Could you return the data that follows exactly, minus the images?

-- Data listing follows --

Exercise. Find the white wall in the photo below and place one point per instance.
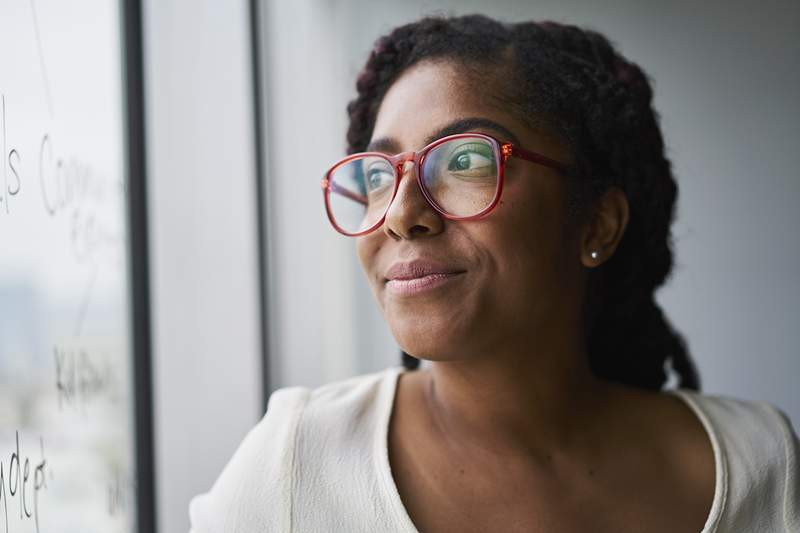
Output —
(726, 77)
(202, 200)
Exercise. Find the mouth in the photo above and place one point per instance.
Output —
(422, 284)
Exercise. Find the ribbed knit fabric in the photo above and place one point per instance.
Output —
(318, 462)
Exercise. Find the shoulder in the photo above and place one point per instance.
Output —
(254, 489)
(757, 449)
(258, 471)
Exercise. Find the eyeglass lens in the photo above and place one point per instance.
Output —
(460, 176)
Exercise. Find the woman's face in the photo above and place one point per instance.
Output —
(520, 279)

-- Data listing concluded --

Solution to this exercise>
Exercise. Find the white wall in the photo below and place one point per instance.
Output —
(726, 77)
(202, 200)
Exercise. Find the mouth in the photo above and place one point per instance.
Output —
(422, 284)
Exercise. Find the ribbed knit fabric in the photo above and place one point per instance.
Output —
(318, 462)
Exercise. Find the shoulder in the photo above and place one point per instance.
Output —
(254, 489)
(757, 449)
(258, 471)
Exercise. Find the eyeglass lens in the photo above and place one point per instance.
Output —
(460, 176)
Exercise. Find the woman's face in the photo above and place one point per instance.
Output —
(520, 279)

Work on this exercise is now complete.